'''
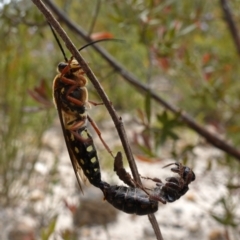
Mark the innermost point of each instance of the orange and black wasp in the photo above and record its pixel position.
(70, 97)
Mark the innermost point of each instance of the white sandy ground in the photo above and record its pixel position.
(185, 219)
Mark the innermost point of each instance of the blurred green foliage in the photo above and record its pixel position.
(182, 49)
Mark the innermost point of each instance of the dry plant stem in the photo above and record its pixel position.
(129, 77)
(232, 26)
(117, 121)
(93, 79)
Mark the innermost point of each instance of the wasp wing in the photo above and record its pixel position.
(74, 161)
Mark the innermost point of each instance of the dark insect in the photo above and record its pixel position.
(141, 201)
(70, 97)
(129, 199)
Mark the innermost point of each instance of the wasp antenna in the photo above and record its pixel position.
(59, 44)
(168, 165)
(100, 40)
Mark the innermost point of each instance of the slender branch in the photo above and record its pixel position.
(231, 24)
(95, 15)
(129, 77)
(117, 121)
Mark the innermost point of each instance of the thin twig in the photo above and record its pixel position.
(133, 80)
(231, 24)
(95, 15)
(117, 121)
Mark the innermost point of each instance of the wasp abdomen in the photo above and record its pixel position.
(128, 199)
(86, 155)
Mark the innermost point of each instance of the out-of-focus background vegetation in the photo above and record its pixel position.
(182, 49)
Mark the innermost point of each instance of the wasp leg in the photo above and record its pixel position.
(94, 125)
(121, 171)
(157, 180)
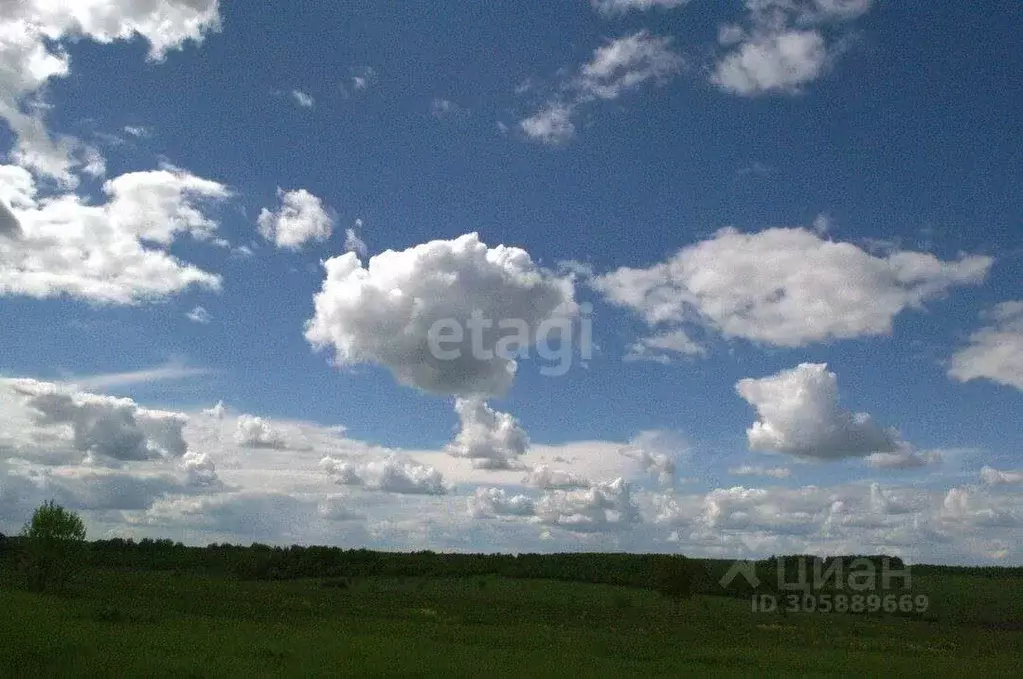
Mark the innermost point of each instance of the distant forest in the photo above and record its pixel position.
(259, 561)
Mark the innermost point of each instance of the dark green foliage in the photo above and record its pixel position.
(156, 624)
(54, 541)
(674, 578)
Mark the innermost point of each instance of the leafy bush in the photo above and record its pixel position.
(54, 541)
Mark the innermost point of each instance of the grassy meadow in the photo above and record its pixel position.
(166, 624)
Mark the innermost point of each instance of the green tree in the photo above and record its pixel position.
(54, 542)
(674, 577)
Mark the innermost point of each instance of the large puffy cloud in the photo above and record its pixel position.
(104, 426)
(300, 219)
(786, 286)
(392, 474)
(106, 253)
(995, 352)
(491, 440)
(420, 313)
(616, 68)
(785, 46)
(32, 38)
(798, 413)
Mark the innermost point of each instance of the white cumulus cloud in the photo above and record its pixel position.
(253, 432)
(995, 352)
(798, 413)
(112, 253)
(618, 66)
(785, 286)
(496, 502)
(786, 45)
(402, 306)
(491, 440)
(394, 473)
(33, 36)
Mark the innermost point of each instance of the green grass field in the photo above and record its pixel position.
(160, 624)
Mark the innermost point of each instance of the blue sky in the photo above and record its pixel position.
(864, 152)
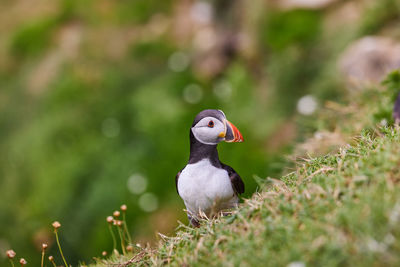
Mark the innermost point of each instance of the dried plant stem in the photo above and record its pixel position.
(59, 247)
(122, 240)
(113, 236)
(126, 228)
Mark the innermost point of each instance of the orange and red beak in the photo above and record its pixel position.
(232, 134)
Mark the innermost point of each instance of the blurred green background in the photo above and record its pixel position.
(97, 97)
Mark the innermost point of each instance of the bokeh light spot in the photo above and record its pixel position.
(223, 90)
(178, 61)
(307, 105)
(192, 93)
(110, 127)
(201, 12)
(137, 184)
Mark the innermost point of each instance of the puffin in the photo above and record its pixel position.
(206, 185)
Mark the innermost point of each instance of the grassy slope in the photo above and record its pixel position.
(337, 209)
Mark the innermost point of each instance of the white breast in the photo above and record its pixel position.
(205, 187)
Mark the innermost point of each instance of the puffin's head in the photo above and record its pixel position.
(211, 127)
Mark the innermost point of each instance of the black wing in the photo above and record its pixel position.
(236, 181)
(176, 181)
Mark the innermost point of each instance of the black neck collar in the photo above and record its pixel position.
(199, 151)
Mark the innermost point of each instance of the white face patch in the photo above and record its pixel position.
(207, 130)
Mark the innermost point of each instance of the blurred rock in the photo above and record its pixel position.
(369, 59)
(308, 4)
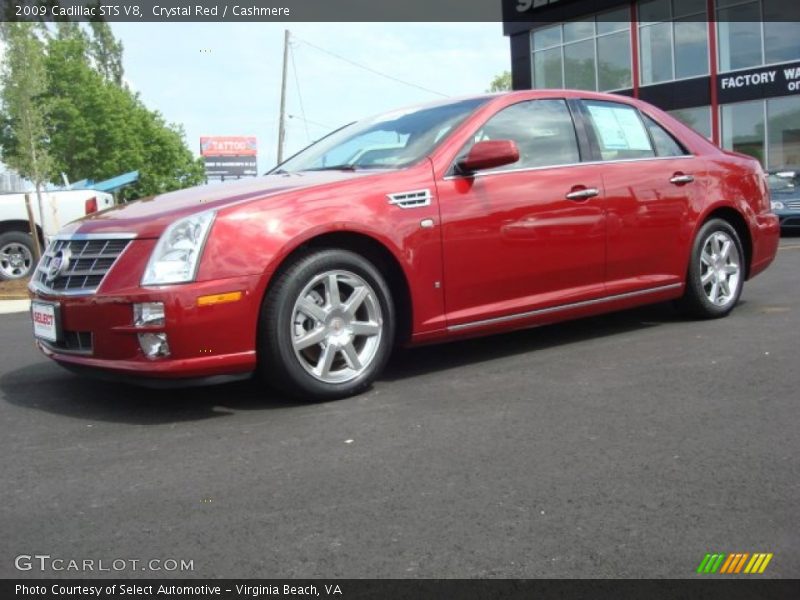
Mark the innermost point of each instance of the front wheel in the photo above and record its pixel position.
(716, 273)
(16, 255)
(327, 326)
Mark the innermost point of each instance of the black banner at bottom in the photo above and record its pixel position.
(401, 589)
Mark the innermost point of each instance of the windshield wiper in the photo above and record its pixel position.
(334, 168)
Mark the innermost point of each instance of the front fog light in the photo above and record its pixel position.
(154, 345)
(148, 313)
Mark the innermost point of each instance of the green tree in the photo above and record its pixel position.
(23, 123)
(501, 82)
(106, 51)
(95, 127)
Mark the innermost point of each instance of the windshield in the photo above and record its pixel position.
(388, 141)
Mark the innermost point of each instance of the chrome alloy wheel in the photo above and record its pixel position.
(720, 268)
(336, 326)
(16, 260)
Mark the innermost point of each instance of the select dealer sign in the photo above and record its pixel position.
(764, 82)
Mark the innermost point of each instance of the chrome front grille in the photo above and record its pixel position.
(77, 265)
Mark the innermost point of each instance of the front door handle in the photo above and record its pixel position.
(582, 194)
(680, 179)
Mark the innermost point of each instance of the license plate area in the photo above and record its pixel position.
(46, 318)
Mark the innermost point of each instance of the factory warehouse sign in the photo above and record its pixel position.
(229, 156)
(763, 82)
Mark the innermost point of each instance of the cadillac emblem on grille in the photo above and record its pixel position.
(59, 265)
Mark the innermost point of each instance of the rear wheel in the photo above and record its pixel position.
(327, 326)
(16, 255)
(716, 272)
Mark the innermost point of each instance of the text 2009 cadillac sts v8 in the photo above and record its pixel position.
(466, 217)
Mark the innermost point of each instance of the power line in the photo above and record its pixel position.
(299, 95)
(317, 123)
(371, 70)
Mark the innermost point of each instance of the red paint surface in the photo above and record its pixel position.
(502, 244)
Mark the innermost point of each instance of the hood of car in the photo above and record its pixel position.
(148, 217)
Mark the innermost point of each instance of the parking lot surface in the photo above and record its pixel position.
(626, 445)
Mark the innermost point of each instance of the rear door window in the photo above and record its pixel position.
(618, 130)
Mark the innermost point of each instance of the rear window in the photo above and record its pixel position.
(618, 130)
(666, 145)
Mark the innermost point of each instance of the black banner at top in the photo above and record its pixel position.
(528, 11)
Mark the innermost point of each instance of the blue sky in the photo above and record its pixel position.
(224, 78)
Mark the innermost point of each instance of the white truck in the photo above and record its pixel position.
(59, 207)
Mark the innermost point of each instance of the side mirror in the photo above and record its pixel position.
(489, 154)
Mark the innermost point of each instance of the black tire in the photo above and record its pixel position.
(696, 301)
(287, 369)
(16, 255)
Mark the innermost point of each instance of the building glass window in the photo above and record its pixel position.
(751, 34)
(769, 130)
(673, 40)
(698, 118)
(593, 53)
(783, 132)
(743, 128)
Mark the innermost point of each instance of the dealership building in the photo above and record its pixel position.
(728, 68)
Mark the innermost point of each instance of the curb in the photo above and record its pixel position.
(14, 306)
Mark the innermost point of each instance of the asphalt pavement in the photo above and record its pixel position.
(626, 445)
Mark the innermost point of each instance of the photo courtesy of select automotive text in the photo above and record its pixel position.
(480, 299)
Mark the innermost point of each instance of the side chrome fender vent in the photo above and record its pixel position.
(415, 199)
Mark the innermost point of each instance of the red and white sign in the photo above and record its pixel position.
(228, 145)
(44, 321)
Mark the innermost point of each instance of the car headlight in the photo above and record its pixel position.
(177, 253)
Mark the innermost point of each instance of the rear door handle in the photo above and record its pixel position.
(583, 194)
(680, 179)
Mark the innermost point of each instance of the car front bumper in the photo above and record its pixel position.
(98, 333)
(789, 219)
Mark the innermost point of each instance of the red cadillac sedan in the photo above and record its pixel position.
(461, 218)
'''
▸ **Written task**: Copy the entries from the line containing "Mark the innermost point of each instance of the car front" through the end, swapping "sedan" for "coupe" and leaving everything else unchanged.

▸ **Answer to this problem**:
Mark the innermost point of each instance of the car front bumper in the photo above and record its pixel position.
(98, 333)
(789, 219)
Mark the innermost point of each instance of the red cadillac coupe in the photo above and record its pixel position.
(461, 218)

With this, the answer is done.